#### [Exercise task 1]
Gather every line of the listing that contains the string "like", and copy each one unchanged.
START Selected excerpt
United States v. Ciresi

Citation697 F.3d 19
Decision Date05 October 2012
Docket NumberNo. 11–1914.,11–1914.
PartiesUNITED STATES of America, Appellee, v. Robert S. CIRESI, Defendant, Appellant.
CourtUnited States Courts of Appeals. United States Court of Appeals (1st Circuit)

697 F.3d 19

UNITED STATES of America, Appellee,
v.
Robert S. CIRESI, Defendant, Appellant.

No. 11–1914.

United States Court of Appeals,
First Circuit.

Heard Feb. 8, 2012.
Decided Oct. 5, 2012.


[697 F.3d 22]


Martin G. Weinberg, with whom Kimberly Homan and John Cicilline were on brief, for appellant.

Donald C. Lockhart, Assistant United States Attorney, with whom Peter F. Neronha, United States Attorney, was on brief, for appellee.


Before LYNCH, Chief Judge, SOUTER, Associate Justice,* and LIPEZ, Circuit Judge.

[697 F.3d 23]



LIPEZ, Circuit Judge.

After a jury trial in the United States District Court for the District of Rhode Island, Robert Ciresi, a seventy-eight-year-old North Providence attorney, was convicted on bribery, extortion, and conspiracy charges stemming from his involvement in a scheme to purchase the votes of three corrupt town councilmen on two zoning matters. During the trial, the district court admitted into evidence under Federal Rule of Evidence 801(d)(2)(E) a number of recorded statements about Ciresi made by one of the councilmen to a government informant. On appeal, in seeking a new trial, Ciresi argues that some of these statements should have been excluded as hearsay, and challenges the admission of all the statements on constitutional grounds under the Sixth Amendment's Confrontation Clause. He also claims that the district court erred in calculating his sentence under the United States Sentencing Guidelines (“Guidelines”). We affirm.

I.
A. Factual Background

We set forth the facts in the light most favorable to the jury's verdict. See United States v. Rodríguez–Rodríguez, 663 F.3d 53, 55 (1st Cir.2011); United States v. Mitchell, 596 F.3d 18, 20 n. 1 (1st Cir.2010).

1. The Supermarket Bribe

In the fall of 2008, Richard Baccari, a commercial developer represented by Ciresi, applied to the seven-member North Providence Town Council (“Town Council”) to rezone a plot of residential land on which he hoped to build a supermarket. Shortly thereafter, a local official overheard one of the councilmen, John Zambarano, telling another councilman, Raymond Douglas, that he was eager to approve Baccari's application because he “could really use the money.” Zambarano's comment was relayed by the local official to the Federal Bureau of Investigation (“FBI”), which enlisted another councilman, Paul Caranci, to join the extortion scheme as a government informant. Caranci was directed to record his conversations with Zambarano, Douglas, and Joseph Burchfield, the third corrupt councilman.
END Selected excerpt
START Raw records
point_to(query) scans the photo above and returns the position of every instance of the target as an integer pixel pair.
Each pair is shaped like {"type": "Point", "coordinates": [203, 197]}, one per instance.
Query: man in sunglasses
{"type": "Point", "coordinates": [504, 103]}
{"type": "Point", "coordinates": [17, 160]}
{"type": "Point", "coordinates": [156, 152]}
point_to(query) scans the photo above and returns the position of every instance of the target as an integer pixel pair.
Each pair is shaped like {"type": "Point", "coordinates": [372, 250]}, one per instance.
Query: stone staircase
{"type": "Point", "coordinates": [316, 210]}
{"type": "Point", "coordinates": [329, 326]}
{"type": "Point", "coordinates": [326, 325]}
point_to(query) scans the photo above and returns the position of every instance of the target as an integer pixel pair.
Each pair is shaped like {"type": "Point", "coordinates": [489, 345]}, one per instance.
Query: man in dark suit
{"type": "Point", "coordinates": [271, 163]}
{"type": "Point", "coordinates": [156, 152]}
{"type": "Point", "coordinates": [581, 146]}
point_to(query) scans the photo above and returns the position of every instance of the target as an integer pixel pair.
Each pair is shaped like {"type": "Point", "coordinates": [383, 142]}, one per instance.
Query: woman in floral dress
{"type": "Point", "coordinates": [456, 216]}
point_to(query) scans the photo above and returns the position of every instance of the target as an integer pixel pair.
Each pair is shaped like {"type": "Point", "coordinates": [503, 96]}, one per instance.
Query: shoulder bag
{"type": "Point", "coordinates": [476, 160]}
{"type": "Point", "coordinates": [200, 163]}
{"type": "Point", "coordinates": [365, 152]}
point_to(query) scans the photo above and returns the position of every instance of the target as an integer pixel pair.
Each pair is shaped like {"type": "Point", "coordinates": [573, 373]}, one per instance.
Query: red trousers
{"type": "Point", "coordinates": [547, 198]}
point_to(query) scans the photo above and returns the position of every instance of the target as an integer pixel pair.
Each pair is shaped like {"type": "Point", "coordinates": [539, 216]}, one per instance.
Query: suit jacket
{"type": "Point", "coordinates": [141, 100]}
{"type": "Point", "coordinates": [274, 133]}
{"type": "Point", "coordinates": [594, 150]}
END Raw records
#### [Exercise task 2]
In the appeals court opinion, why did John Zambarano say he was eager to approve Baccari's rezoning application?

#### [Complete response 1]
Each pair is shaped like {"type": "Point", "coordinates": [203, 197]}, one per instance.
Each pair is shaped like {"type": "Point", "coordinates": [372, 250]}, one per instance.
Each pair is shaped like {"type": "Point", "coordinates": [489, 345]}, one per instance.
Each pair is shaped like {"type": "Point", "coordinates": [383, 142]}, one per instance.
Each pair is shaped like {"type": "Point", "coordinates": [503, 96]}, one per instance.
Each pair is shaped like {"type": "Point", "coordinates": [573, 373]}, one per instance.
Each pair is shaped like {"type": "Point", "coordinates": [539, 216]}, one per instance.

#### [Complete response 2]
Zambarano told Raymond Douglas that he was eager to approve the application because he "could really use the money."